* [Collection entries]
== Segment start ==

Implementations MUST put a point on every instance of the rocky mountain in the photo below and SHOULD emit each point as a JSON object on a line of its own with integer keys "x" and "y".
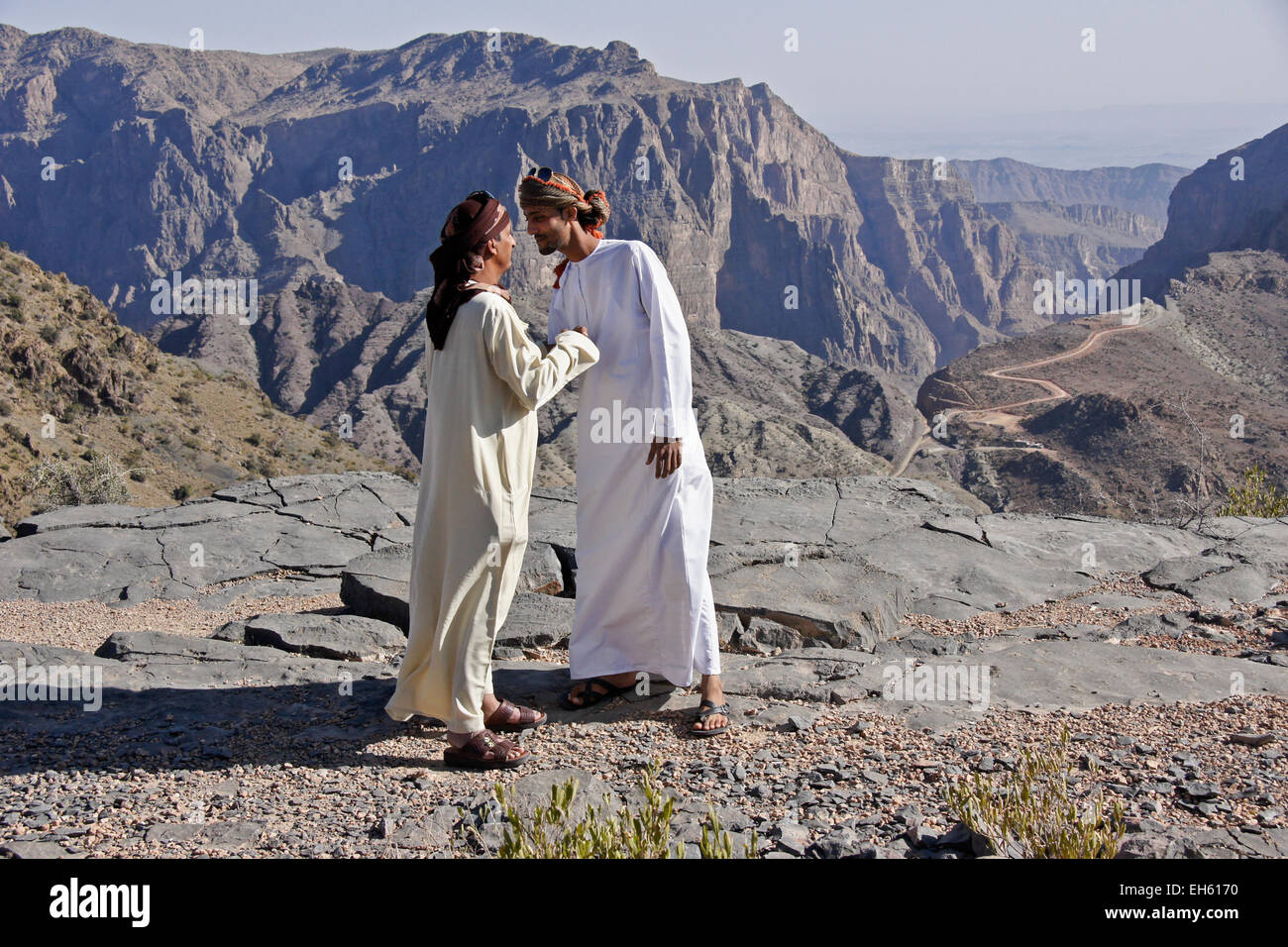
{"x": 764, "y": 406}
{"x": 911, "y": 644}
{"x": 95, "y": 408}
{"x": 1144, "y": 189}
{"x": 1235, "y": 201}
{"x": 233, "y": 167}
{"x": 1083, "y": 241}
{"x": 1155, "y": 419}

== Segment end ==

* [Problem details] Transcribe the records verbatim and omit the images.

* [Exercise answer]
Implementations MUST put a point on every instance of the rocky mountain in the photo below and SHOULD emit each point as a JSON object on a line of its own with integer keys "x" and "y".
{"x": 764, "y": 406}
{"x": 911, "y": 644}
{"x": 95, "y": 408}
{"x": 1144, "y": 189}
{"x": 1235, "y": 201}
{"x": 233, "y": 167}
{"x": 1083, "y": 241}
{"x": 1155, "y": 419}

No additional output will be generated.